┌──

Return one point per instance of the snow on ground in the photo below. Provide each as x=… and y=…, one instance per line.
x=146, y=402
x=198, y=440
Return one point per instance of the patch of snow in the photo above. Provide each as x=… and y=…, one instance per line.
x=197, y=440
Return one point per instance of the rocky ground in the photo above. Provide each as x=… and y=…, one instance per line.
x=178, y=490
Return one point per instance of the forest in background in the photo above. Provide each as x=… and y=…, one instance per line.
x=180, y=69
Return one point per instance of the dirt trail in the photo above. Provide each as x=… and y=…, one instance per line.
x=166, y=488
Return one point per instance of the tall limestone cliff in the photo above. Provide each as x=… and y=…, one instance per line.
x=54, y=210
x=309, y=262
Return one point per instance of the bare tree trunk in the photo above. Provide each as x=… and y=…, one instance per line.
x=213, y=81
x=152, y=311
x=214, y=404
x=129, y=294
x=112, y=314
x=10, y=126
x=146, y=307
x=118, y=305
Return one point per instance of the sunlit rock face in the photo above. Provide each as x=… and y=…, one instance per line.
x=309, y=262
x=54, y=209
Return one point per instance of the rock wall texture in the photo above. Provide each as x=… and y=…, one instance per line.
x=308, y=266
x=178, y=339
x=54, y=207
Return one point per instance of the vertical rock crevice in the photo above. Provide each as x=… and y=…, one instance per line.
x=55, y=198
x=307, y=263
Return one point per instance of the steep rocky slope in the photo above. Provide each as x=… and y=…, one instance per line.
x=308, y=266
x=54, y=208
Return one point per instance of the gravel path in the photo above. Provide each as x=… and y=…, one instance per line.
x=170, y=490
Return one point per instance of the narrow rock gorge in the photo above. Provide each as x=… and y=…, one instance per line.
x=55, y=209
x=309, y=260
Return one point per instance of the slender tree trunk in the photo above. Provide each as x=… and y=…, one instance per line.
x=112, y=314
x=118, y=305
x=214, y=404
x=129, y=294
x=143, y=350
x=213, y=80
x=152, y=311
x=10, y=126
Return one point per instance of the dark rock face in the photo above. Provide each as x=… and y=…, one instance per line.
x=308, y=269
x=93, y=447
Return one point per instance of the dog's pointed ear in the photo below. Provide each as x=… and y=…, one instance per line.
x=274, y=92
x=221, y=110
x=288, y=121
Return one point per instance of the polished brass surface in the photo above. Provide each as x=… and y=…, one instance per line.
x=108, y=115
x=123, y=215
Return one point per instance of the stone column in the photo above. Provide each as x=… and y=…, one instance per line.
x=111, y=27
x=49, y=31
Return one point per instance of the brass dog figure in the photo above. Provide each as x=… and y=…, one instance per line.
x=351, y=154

└──

THE TASK =
Copy the lines above exactly, beginning at the line containing "Return one point per instance of the polished" and stopping at the last line.

WORKED SOLUTION =
Return one point per instance of the polished brass surface in the photo above. Provide each as x=… and y=…, one instance per line.
x=108, y=115
x=123, y=215
Return one point per instance of the stone column in the photo above. Provide each as x=… and y=…, one instance per line.
x=111, y=27
x=49, y=31
Return one point per instance of the brass dog figure in the photo above. Provide each as x=… and y=…, one instance per line.
x=351, y=154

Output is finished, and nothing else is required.